--- Required work ---
Two lines in the listing below mark the span: one contains "target | smiling woman" and one contains "target | cheek". Reproduce both of them and everything between, exactly.
BEGIN Record extracts
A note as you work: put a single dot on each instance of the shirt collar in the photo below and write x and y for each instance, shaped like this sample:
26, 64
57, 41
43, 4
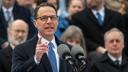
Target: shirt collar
101, 11
43, 40
114, 59
9, 9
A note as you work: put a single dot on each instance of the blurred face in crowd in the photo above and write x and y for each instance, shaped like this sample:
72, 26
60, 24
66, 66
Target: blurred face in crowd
54, 2
46, 21
8, 3
73, 41
75, 6
114, 43
25, 2
95, 4
18, 32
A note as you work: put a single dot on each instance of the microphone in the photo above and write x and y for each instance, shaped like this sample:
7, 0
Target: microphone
64, 53
78, 53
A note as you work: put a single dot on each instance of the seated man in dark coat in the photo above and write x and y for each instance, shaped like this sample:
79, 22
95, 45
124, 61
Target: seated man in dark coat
114, 60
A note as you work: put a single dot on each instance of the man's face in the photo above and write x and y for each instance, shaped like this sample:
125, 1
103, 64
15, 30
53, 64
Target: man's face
114, 43
46, 21
8, 3
18, 33
25, 2
74, 41
94, 3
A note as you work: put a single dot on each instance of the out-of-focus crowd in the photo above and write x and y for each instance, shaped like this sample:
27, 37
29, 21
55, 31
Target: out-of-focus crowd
100, 27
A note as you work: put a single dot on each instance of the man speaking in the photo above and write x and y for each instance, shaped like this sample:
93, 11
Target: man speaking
39, 54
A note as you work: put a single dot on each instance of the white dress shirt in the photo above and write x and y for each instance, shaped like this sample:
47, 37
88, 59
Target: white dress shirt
101, 12
10, 11
43, 40
114, 59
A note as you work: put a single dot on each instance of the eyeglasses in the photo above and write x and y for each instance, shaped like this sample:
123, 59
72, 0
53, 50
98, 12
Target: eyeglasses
45, 18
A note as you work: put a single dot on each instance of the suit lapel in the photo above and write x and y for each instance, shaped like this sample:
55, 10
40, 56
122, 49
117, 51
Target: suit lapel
107, 17
8, 55
3, 18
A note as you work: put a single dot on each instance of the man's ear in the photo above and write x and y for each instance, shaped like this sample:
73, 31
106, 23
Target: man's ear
34, 22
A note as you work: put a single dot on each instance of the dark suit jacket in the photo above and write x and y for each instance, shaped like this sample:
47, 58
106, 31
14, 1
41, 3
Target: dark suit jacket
5, 59
105, 64
23, 59
19, 13
93, 31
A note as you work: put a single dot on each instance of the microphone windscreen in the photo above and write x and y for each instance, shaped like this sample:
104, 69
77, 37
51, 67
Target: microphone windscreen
77, 49
63, 49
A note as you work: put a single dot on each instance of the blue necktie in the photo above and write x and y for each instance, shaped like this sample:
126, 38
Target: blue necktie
52, 57
99, 17
8, 16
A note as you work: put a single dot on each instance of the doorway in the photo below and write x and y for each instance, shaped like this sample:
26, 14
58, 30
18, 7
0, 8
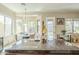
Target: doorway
50, 28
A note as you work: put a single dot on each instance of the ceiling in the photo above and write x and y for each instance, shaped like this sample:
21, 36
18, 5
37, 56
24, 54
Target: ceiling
43, 7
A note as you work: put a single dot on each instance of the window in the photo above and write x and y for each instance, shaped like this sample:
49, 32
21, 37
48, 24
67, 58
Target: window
68, 26
1, 25
72, 26
76, 26
8, 25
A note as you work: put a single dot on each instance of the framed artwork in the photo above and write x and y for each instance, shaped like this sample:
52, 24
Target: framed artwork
60, 21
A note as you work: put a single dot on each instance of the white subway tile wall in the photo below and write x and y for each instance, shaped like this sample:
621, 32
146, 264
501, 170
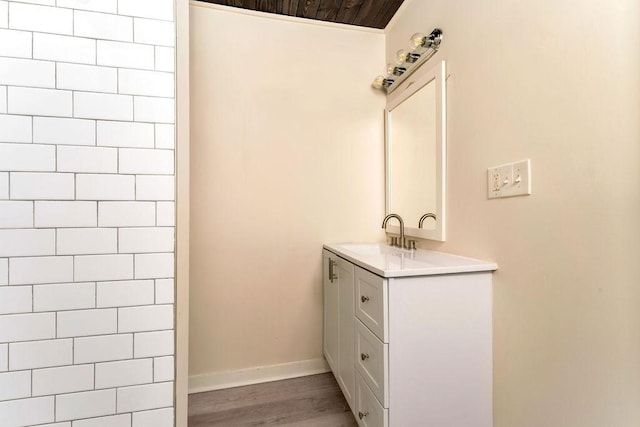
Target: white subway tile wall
87, 223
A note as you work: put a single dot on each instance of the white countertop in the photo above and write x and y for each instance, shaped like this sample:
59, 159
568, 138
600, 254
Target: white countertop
388, 261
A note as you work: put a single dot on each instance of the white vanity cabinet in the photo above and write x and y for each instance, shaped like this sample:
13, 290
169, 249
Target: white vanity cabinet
419, 344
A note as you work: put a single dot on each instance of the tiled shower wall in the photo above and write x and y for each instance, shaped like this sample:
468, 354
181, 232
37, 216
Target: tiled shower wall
87, 213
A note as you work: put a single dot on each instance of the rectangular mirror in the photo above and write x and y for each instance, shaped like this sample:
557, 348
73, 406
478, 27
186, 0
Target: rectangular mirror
416, 153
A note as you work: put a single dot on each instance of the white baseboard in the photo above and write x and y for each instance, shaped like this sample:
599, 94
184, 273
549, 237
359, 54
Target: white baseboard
261, 374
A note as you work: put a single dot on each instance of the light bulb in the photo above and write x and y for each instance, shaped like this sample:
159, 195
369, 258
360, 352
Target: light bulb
391, 69
401, 56
418, 40
378, 82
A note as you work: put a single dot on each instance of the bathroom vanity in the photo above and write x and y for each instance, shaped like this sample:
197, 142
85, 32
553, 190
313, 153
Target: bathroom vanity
408, 335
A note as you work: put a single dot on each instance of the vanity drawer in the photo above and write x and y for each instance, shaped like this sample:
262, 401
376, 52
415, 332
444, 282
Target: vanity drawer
372, 360
368, 410
371, 302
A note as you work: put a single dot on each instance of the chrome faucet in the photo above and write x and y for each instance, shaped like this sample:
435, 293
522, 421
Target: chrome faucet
402, 243
425, 216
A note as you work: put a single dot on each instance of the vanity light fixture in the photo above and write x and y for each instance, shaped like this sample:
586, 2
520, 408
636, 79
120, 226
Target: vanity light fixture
422, 48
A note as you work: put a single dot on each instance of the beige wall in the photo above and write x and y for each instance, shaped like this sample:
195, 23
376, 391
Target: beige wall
557, 82
286, 154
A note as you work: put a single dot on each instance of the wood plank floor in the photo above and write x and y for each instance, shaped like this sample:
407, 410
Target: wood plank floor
313, 401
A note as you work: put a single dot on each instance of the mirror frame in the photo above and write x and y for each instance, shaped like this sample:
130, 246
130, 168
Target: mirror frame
420, 78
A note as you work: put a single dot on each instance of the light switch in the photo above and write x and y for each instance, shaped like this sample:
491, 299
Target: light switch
499, 179
511, 179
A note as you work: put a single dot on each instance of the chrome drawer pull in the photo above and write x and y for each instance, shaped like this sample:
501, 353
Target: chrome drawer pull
332, 274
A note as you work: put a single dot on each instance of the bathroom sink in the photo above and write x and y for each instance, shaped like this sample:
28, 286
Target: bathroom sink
389, 261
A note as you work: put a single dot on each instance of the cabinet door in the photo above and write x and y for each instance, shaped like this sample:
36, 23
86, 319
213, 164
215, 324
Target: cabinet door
346, 345
331, 310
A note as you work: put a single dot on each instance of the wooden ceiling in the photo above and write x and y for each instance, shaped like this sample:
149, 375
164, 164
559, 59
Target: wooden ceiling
364, 13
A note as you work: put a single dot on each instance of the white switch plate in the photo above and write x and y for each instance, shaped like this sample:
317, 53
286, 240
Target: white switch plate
499, 179
508, 180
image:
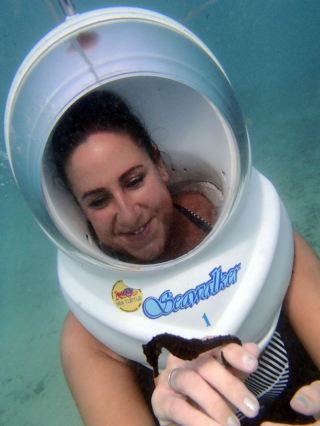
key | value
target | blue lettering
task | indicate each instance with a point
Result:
(167, 303)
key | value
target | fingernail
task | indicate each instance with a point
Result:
(233, 421)
(301, 400)
(252, 405)
(250, 361)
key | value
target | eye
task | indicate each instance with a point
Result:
(99, 202)
(135, 181)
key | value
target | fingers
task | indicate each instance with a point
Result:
(189, 382)
(307, 400)
(177, 411)
(204, 391)
(243, 358)
(229, 387)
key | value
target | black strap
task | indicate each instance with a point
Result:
(194, 218)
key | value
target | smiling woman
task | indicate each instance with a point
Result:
(118, 178)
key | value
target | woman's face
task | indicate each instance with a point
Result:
(123, 193)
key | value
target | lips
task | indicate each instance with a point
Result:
(139, 235)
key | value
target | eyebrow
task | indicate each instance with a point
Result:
(102, 190)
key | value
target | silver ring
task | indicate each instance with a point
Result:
(170, 377)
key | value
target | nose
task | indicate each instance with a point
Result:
(127, 213)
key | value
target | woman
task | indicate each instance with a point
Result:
(117, 176)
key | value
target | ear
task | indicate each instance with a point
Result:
(163, 170)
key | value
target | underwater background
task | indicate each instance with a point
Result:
(271, 53)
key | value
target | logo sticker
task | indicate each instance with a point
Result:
(126, 298)
(167, 302)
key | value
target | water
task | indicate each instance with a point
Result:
(271, 52)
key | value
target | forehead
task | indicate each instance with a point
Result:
(104, 157)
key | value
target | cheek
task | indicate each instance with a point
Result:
(99, 220)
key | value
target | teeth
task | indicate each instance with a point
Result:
(138, 231)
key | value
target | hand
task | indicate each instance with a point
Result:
(202, 392)
(305, 401)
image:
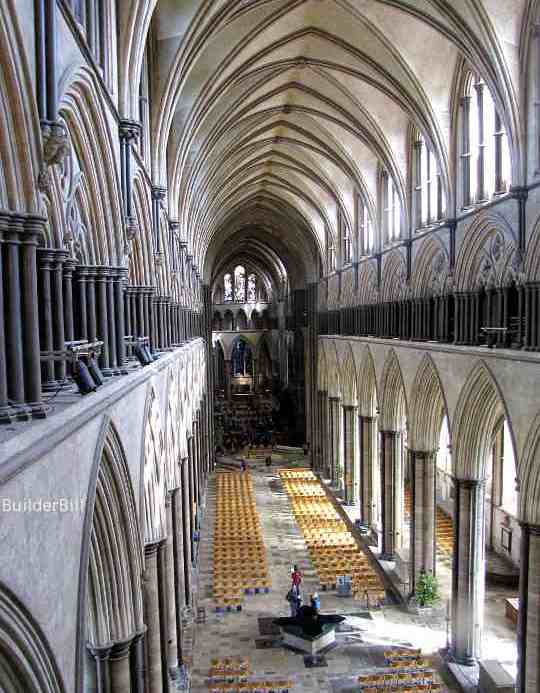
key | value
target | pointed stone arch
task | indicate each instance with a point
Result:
(348, 379)
(153, 472)
(488, 254)
(19, 155)
(394, 276)
(393, 403)
(528, 472)
(26, 662)
(110, 593)
(479, 407)
(427, 408)
(431, 270)
(367, 385)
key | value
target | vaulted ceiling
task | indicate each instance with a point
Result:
(273, 114)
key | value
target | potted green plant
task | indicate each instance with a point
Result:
(427, 590)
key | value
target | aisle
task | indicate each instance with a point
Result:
(238, 634)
END Record extracts
--- Written response ---
target | smiling woman
task | indicate each instance with a point
Result:
(118, 178)
key | value
target | woman's face
task | indicate each instance with a point
Result:
(123, 193)
key | value
target | lips
task | indicate each instance with a point
Result:
(139, 235)
key | value
target | eyebrow
task | indicate each instance with a point
Result:
(102, 190)
key | value
target | silver ring
task | indicate each instance with a point
Result:
(170, 377)
key | value
target | nose
task | indicate each instance with a point
Result:
(127, 213)
key | value
target | woman
task | indicate each instance with a point
Result:
(117, 176)
key | value
target | ear
task | indicate each instance with a point
Result:
(163, 170)
key | value
target | underwater background
task | indicate each instance with a point
Result:
(271, 53)
key | value
target | logo sticker
task | indicate each instance with a point
Result:
(126, 298)
(167, 302)
key | value
target | water
task | indicate each instance with a point
Result:
(271, 52)
key | value
target | forehead
task | indicate each instance with a point
Result:
(104, 157)
key | value
target | cheek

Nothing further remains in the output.